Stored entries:
▶
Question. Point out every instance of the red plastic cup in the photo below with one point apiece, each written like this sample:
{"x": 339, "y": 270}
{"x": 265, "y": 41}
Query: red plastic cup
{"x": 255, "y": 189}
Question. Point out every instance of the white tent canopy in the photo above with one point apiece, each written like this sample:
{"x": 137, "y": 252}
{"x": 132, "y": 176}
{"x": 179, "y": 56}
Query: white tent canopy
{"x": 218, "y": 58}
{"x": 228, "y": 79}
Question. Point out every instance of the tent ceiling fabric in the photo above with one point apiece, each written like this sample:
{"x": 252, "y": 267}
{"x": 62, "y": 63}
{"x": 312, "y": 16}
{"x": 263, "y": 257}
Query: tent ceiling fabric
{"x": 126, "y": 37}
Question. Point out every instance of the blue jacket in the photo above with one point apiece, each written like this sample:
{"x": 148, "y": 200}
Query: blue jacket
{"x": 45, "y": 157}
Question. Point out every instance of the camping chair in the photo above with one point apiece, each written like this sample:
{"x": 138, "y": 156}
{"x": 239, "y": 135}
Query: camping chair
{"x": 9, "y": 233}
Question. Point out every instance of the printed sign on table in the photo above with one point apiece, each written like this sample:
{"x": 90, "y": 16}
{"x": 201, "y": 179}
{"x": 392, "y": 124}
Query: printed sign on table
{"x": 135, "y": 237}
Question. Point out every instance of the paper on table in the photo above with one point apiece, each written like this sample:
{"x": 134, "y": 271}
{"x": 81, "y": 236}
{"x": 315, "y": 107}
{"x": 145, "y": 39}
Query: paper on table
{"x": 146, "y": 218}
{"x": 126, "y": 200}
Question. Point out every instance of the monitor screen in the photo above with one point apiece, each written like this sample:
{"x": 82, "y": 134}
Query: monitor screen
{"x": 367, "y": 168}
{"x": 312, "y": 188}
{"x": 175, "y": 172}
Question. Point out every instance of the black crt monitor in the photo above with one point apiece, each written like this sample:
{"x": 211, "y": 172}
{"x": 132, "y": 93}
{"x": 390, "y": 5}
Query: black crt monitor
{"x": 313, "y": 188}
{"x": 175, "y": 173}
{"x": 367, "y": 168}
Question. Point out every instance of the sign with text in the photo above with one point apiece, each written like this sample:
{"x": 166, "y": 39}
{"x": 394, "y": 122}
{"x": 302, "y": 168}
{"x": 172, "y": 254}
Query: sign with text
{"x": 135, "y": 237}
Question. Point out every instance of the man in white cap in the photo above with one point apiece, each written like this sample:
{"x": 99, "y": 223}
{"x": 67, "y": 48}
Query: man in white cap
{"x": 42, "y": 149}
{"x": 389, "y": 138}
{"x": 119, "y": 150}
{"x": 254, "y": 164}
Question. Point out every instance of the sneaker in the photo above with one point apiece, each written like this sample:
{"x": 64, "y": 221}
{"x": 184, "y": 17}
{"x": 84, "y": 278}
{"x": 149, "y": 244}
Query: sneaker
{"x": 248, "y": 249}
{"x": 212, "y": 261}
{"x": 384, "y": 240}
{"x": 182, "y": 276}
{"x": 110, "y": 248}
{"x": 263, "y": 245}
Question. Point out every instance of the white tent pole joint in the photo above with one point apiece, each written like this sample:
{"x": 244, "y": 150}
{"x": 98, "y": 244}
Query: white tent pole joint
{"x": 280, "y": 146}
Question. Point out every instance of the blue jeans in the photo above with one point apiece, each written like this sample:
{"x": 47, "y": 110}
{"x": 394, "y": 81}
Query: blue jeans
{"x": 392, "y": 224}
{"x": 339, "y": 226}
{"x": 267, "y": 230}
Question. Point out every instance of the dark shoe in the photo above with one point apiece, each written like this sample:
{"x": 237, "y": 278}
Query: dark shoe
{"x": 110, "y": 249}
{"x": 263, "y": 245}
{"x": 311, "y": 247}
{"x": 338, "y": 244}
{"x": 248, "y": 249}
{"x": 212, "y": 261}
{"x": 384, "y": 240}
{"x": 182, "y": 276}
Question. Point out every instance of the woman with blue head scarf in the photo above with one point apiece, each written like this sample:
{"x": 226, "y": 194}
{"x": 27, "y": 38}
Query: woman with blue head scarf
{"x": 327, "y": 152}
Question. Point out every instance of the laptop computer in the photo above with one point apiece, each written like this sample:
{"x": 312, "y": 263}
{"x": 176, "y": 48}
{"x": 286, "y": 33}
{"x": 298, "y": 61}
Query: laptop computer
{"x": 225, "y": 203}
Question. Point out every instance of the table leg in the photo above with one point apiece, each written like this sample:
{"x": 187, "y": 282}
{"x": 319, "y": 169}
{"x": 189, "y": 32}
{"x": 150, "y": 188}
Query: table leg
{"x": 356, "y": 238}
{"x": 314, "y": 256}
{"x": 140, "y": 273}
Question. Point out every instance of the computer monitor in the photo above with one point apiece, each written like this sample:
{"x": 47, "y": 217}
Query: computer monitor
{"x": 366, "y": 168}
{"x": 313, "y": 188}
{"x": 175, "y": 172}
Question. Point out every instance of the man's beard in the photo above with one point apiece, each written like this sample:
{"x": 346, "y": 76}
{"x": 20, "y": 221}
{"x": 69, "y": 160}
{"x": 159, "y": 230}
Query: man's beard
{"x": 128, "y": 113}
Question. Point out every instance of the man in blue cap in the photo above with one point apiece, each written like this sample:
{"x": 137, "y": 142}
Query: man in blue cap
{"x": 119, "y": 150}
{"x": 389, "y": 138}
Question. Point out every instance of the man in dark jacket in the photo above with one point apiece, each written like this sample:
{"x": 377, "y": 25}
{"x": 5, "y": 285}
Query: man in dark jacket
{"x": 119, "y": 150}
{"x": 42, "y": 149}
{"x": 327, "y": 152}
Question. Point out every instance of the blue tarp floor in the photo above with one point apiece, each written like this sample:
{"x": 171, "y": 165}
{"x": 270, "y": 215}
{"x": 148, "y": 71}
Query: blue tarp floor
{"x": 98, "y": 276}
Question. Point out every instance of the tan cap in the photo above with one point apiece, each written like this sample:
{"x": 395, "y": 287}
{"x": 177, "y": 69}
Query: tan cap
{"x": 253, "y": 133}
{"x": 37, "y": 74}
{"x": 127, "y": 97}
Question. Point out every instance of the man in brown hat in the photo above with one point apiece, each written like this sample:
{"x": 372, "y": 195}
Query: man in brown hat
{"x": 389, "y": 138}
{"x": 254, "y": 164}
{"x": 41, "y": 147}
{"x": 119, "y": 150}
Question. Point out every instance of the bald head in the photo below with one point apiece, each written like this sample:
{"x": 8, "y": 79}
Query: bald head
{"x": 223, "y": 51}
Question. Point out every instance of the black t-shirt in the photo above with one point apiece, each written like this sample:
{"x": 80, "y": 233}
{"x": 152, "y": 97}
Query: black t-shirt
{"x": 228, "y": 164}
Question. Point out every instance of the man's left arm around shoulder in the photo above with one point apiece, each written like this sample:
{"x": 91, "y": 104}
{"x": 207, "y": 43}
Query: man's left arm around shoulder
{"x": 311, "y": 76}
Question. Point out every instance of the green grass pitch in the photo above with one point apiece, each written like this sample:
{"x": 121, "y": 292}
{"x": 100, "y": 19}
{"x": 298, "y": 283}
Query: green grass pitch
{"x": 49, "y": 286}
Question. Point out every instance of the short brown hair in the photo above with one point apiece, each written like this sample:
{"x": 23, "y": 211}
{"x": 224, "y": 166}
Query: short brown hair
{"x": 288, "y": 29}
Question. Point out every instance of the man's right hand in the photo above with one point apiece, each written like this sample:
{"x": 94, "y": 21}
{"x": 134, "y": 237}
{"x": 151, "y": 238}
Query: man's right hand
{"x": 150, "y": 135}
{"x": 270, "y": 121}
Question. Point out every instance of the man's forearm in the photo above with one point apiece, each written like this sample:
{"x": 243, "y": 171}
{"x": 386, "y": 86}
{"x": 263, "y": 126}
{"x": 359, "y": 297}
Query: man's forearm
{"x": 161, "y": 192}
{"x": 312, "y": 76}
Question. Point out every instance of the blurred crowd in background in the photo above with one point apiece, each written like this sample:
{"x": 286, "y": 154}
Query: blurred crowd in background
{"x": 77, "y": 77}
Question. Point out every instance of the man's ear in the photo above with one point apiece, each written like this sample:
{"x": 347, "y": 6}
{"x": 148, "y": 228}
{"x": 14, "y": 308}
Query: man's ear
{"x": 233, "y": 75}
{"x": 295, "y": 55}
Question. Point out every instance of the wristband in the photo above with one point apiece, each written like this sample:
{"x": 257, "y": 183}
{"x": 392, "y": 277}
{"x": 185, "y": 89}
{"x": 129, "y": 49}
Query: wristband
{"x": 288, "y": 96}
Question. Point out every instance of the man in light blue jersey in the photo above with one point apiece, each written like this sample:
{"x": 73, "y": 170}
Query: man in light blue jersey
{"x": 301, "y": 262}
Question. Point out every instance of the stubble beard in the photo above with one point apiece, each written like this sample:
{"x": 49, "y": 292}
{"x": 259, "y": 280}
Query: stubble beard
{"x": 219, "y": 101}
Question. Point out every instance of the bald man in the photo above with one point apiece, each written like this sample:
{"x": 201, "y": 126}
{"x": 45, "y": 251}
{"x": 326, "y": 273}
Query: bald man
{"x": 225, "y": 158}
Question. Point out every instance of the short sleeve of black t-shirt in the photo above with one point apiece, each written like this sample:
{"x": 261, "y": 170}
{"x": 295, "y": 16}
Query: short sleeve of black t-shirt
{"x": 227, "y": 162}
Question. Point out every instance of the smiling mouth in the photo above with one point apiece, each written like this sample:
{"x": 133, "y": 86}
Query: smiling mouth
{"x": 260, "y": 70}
◀
For the string "below", count the lines of the entries above that include it; answer with the number only.

**Answer to this problem**
2